--- START ---

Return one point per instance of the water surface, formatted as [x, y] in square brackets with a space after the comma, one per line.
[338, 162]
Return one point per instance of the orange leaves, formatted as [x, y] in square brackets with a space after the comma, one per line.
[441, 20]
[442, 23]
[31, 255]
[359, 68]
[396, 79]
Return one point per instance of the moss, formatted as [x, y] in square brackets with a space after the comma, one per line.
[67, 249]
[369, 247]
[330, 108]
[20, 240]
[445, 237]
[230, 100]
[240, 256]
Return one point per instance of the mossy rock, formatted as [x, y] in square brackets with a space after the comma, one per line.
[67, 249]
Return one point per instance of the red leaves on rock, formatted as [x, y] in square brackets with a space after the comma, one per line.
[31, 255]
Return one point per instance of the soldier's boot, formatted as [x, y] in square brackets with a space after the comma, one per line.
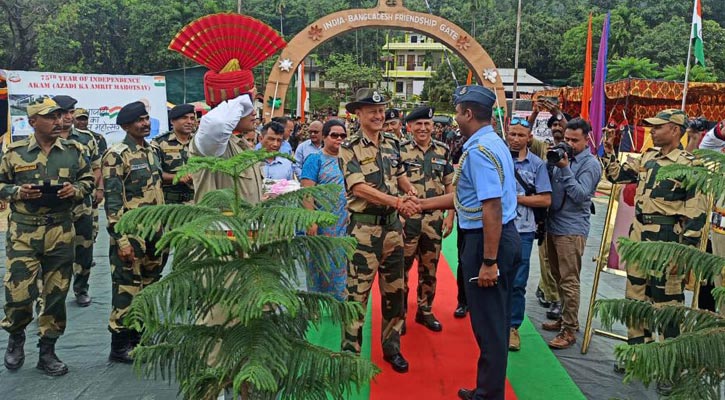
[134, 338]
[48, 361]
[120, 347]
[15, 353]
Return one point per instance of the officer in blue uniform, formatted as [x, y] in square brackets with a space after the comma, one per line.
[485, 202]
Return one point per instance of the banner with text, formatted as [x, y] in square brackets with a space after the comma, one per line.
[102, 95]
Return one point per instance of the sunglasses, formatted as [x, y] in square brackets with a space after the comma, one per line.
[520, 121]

--- END ---
--- START ---

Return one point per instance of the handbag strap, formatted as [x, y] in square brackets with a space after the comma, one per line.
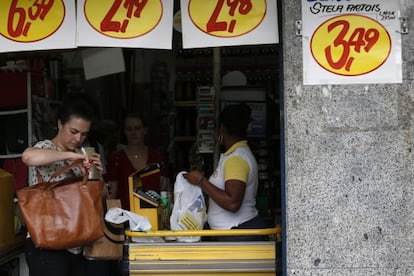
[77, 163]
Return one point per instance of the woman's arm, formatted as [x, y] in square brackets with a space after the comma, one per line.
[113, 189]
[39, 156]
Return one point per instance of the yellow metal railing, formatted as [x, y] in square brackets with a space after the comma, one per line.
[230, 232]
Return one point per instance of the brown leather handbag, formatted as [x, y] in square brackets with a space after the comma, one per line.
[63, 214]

--- END ---

_WORK TO BE COMPLETED:_
Copy out each line of the data above that contains the word "rock".

_THE SOLUTION:_
Return one point per instance of the mossy rock, formatted as [x, y] in square brackets with a space after the comma, one per line.
Return one point per instance of the red leaves on rock, formatted as [x, y] in square brackets with a space after the comma, one per line.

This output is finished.